> EXCERPT TO READ
------------
Finally, one of the most widely used approaches of FRAs is the quantitative estimation of future flood damages both from a social and an economic point of view. Regarding this integrated potential damage assessment, this special issue includes the paper written by Martínez-Gomariz et al., entitled “Socio-Economic Potential Impacts Due to Urban Pluvial Floods in Badalona (Spain) in a Context of Climate Change” [11]. The assessment has a twofold target: people’s safety, based on both pedestrian and vehicle stability, and impacts on the economic sector in terms of direct damages to properties and vehicles; and indirect damages due to business interruption; all these are related to different return periods (i.e., 2, 10, 100, and 500 years). The main novelties of this paper are the integration of a detailed 1D/2D urban drainage model with multiple risk criteria; and the assessment of flood damages for projected future rainfall conditions (climate change scenarios, such as RCP 8.5) which enabled a comparison to be made with the current conditions, thereby estimating their potential increment. The total Expected Annual Damage (EAD) for Badalona city, considering an estimate of both direct and indirect damages, includes the breakdown of estimated damages for current (1.48 M€) and future rainfall conditions (1.93 M€), a predicted increase due to climate change of 30% in terms of EAD.
------------
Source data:
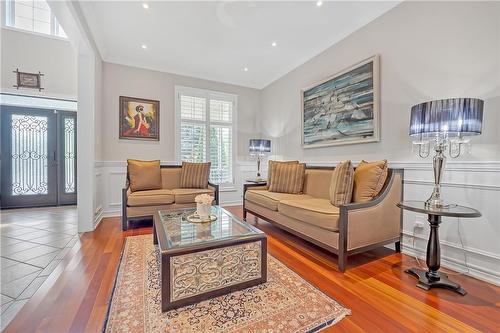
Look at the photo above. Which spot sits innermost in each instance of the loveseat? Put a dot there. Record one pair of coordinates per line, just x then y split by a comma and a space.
345, 230
143, 204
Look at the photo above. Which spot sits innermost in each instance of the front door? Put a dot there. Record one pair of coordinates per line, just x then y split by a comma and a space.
38, 157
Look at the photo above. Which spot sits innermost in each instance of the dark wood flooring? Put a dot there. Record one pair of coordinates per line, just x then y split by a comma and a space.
381, 296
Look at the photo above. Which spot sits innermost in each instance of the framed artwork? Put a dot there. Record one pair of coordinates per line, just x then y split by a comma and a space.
139, 119
344, 108
28, 80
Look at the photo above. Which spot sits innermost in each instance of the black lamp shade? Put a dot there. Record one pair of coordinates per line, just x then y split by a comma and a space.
259, 146
453, 117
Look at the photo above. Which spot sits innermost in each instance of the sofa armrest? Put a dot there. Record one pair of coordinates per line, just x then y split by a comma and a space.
215, 187
379, 220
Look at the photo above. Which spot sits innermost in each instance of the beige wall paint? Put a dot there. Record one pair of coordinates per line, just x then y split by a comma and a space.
119, 80
55, 58
428, 50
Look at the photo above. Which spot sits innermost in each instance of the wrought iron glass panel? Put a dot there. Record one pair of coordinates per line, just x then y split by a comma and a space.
29, 155
69, 155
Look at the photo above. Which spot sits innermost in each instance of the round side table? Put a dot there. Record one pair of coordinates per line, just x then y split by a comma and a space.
433, 278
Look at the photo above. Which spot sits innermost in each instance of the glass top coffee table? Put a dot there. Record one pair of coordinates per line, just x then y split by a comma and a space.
205, 260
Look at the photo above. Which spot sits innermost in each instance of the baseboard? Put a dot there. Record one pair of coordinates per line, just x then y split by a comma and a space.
231, 203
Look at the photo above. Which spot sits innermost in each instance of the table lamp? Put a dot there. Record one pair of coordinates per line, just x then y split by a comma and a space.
444, 125
258, 148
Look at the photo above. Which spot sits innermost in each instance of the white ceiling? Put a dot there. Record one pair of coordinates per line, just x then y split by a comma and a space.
217, 40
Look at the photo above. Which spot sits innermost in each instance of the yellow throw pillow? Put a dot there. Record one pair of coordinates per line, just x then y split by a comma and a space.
195, 175
288, 178
341, 184
144, 175
272, 167
369, 179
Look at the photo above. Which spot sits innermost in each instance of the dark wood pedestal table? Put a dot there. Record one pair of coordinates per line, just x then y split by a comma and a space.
433, 278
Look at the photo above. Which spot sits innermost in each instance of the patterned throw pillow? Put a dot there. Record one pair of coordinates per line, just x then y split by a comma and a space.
288, 178
369, 179
195, 175
342, 183
272, 168
144, 175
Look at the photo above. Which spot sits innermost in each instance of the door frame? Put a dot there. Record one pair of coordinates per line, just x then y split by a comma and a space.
55, 156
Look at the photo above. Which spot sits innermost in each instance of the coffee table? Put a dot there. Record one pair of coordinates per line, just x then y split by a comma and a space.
200, 261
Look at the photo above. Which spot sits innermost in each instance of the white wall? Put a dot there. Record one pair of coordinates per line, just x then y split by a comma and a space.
55, 58
428, 50
120, 80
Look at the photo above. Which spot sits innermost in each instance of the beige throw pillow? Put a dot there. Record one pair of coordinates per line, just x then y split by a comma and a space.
144, 175
342, 183
369, 179
195, 175
288, 178
272, 168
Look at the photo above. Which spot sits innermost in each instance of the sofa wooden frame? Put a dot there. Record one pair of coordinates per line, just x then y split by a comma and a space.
126, 219
342, 251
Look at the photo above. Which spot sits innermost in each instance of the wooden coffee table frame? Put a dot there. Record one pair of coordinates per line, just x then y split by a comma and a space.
159, 237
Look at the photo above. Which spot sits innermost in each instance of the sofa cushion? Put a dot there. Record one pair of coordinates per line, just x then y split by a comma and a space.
187, 195
150, 198
318, 212
144, 175
288, 178
341, 184
195, 175
270, 200
271, 168
369, 178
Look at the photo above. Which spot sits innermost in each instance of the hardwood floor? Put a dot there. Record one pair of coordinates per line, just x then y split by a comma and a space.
381, 296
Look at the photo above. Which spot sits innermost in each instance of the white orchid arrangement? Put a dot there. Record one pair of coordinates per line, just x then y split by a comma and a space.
204, 199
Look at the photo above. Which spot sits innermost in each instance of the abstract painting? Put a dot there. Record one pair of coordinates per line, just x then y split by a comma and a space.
139, 119
342, 109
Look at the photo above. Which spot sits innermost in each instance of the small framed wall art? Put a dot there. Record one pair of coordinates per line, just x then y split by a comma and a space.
139, 119
28, 80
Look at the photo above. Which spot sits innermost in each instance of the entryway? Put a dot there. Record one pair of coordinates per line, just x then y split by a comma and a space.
38, 157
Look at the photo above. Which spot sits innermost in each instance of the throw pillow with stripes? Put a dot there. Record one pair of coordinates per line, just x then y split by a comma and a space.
341, 185
288, 178
195, 175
------------
> TASKS TO COMPLETE
1. List every return period that the Badalona flood damage assessment covers.
2. Pick up the passage on flood damage assessment in Badalona after its last sentence and add one short paragraph.

> TASK-BY-TASK ANSWERS
1. 2 years, 10 years, 100 years, and 500 years

2.
3. A Wide Range of Applications for Flood Risk Assessment

Apart from the studies dealing with general Flood Risk Assessment (FRA), a second group of manuscripts are focused on specific applications of FRA (Figure 2), from a global to a regional and local scale, and from levee structure resistance to cultural heritage risk analysis or local flood monitoring from remote sensing data. FRA application studies have not been scarce since the first years of the last century, so the volume of manuscripts range from approximately 200 in the first decade of the twenty-first century to more than a thousand manuscripts per year in the past five years. It is clear from Figure 2 that the most popular FRA application is related to planning tasks, and how resilience analyses have significantly increased in number in recent years.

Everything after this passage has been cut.